__Description of the task__. Rewrite the rows starting at the line containing "Detect all occurrences of brown hair." and ending at the line containing "[345,242,371,261]", with "lit candle" swapped for "burning candle" and everything else left the same.

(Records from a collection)
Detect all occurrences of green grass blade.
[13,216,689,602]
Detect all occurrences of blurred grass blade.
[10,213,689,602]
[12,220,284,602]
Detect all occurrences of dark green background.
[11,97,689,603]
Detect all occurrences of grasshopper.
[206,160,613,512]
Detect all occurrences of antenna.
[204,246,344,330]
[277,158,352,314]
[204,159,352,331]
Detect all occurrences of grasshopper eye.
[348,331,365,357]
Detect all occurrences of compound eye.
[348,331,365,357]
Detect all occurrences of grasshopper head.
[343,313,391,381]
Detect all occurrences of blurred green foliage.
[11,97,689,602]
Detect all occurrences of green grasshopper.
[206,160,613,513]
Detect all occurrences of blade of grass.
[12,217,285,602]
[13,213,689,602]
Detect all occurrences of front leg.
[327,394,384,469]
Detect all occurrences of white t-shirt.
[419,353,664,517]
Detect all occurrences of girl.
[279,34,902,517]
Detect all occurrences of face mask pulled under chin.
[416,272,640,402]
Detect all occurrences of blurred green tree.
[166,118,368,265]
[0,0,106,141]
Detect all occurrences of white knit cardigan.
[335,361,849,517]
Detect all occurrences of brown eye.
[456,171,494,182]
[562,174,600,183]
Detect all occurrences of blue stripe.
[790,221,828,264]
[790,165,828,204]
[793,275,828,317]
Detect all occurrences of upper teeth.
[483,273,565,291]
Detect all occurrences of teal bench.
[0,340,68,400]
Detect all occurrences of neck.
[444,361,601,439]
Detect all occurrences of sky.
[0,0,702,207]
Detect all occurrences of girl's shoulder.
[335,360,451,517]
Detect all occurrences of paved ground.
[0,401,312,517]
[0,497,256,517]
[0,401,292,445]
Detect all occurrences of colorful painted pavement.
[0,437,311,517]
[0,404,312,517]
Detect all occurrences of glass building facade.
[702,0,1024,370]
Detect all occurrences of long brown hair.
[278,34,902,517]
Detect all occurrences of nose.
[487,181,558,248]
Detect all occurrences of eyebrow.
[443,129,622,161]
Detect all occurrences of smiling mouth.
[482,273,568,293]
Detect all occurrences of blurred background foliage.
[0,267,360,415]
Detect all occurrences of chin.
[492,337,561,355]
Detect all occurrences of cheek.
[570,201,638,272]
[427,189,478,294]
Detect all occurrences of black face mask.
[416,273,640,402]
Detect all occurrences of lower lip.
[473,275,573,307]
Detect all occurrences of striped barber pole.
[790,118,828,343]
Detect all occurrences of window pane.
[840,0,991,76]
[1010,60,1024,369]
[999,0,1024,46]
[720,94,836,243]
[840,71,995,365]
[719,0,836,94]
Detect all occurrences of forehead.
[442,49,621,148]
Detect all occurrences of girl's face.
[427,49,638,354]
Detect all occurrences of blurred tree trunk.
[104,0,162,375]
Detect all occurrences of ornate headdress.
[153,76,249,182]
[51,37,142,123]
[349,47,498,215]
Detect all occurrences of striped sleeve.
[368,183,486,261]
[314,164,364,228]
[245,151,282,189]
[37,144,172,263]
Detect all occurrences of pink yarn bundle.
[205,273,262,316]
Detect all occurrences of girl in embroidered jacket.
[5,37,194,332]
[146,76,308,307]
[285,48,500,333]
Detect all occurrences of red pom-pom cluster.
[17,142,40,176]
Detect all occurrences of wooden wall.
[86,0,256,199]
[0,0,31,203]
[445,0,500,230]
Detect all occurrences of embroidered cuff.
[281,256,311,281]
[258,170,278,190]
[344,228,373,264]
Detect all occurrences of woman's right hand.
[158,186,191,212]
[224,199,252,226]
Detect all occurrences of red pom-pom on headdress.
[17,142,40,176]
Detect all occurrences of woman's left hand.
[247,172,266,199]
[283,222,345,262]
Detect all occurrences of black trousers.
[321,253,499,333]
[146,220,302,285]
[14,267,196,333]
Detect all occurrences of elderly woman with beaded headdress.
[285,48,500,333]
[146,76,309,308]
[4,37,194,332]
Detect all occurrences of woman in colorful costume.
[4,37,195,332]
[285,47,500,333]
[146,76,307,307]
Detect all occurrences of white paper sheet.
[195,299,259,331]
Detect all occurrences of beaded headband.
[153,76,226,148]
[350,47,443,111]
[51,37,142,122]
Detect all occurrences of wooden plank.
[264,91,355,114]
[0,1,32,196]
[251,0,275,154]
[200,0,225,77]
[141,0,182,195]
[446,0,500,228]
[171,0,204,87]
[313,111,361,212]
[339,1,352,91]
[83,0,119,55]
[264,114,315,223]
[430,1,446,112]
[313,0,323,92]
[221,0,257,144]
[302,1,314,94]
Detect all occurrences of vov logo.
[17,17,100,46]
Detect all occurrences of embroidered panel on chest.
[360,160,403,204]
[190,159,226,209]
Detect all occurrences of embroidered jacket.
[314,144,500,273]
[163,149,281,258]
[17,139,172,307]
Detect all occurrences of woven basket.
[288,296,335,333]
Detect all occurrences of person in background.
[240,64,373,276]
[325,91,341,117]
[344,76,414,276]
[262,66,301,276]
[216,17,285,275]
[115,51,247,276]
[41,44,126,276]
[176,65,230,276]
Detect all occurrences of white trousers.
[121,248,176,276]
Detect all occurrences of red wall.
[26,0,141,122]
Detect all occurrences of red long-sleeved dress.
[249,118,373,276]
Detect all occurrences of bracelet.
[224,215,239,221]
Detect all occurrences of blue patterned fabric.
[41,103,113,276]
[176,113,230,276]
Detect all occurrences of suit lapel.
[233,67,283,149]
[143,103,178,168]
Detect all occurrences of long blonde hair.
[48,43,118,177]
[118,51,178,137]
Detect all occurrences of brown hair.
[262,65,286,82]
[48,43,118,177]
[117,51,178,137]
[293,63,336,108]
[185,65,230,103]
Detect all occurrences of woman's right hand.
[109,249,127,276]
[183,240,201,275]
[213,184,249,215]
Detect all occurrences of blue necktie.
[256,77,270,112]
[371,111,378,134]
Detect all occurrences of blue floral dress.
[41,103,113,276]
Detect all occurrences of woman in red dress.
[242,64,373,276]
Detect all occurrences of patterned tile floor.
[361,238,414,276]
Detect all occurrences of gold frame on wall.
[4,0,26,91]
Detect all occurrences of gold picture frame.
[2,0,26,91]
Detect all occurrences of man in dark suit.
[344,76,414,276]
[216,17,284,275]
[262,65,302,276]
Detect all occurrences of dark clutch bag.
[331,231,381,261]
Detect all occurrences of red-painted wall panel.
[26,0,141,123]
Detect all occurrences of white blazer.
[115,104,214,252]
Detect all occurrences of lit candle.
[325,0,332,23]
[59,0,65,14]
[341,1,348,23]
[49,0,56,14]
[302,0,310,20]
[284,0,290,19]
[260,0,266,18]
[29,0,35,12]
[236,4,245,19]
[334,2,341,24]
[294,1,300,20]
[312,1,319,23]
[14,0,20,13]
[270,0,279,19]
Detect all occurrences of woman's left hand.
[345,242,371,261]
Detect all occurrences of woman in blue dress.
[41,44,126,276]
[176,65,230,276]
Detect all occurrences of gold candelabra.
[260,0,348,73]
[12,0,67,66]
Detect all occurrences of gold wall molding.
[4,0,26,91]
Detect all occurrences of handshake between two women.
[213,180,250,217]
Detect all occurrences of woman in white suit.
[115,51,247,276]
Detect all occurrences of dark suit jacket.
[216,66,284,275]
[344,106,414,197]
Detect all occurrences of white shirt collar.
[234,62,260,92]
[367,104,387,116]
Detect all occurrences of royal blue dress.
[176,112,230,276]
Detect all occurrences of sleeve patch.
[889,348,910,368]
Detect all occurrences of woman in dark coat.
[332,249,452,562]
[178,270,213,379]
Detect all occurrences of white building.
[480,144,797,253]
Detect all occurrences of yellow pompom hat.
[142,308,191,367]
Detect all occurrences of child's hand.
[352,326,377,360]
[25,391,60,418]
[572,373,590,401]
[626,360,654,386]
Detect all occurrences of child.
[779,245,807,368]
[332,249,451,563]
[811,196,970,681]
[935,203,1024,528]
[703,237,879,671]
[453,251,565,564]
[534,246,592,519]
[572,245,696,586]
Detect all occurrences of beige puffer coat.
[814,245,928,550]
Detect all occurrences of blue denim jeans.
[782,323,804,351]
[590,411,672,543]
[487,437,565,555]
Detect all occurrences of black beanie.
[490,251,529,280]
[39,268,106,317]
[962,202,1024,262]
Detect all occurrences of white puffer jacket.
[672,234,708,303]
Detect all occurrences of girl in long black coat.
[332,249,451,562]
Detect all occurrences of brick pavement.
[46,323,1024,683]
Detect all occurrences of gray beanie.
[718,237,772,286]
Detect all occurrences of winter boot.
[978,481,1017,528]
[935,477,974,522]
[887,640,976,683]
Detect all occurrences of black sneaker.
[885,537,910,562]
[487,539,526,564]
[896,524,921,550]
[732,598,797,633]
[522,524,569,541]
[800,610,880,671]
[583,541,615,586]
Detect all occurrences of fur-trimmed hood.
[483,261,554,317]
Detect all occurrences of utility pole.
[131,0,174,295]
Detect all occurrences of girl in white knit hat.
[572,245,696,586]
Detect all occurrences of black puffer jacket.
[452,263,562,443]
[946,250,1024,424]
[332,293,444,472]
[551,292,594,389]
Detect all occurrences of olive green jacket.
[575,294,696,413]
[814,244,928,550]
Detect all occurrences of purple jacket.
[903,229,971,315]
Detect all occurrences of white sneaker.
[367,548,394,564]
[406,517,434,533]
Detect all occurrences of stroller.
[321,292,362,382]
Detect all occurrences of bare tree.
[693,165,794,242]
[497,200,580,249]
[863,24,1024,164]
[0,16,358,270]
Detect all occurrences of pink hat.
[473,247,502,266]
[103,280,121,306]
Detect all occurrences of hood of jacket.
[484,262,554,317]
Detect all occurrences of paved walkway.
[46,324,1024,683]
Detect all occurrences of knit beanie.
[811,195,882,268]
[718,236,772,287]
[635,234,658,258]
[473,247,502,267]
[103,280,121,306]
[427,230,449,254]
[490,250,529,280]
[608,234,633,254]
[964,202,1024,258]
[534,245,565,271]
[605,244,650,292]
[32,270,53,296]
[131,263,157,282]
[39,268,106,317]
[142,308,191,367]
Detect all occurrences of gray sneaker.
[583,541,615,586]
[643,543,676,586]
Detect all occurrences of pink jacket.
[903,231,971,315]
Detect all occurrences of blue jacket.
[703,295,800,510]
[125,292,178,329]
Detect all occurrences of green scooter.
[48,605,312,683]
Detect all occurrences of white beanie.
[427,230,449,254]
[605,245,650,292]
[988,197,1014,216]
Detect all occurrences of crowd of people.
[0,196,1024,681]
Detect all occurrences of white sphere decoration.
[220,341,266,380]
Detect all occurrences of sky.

__The result__.
Detect all occurrences of brown hair.
[262,65,286,82]
[48,43,118,177]
[117,51,178,137]
[293,63,336,108]
[185,65,230,103]
Detect all occurrences of woman's right hand.
[109,249,127,276]
[183,240,201,275]
[213,184,249,215]
Detect all occurrences of blue necktie.
[256,77,270,112]
[371,111,378,134]
Detect all occurrences of blue floral dress.
[41,103,113,276]
Detect all occurrences of woman in red dress.
[242,64,373,276]
Detect all occurrences of patterned tile floor.
[361,238,414,276]
Detect all occurrences of gold frame on wall.
[4,0,26,91]
Detect all occurrences of gold picture frame.
[2,0,26,91]
Detect all occurrences of man in dark suit.
[344,76,414,276]
[216,17,284,275]
[262,65,302,276]
Detect all occurrences of dark clutch bag.
[331,231,381,261]
Detect all occurrences of red-painted wall panel.
[26,0,141,123]
Detect all occurrences of white blazer.
[115,104,214,252]
Detect all occurrences of burning candle.
[325,0,332,23]
[59,0,65,14]
[341,1,348,23]
[49,0,56,14]
[302,0,310,20]
[284,0,290,19]
[260,0,266,18]
[29,0,35,12]
[236,4,245,19]
[334,2,341,24]
[294,1,300,20]
[312,1,319,23]
[14,0,20,13]
[270,0,279,19]
Detect all occurrences of woman's left hand.
[345,242,371,261]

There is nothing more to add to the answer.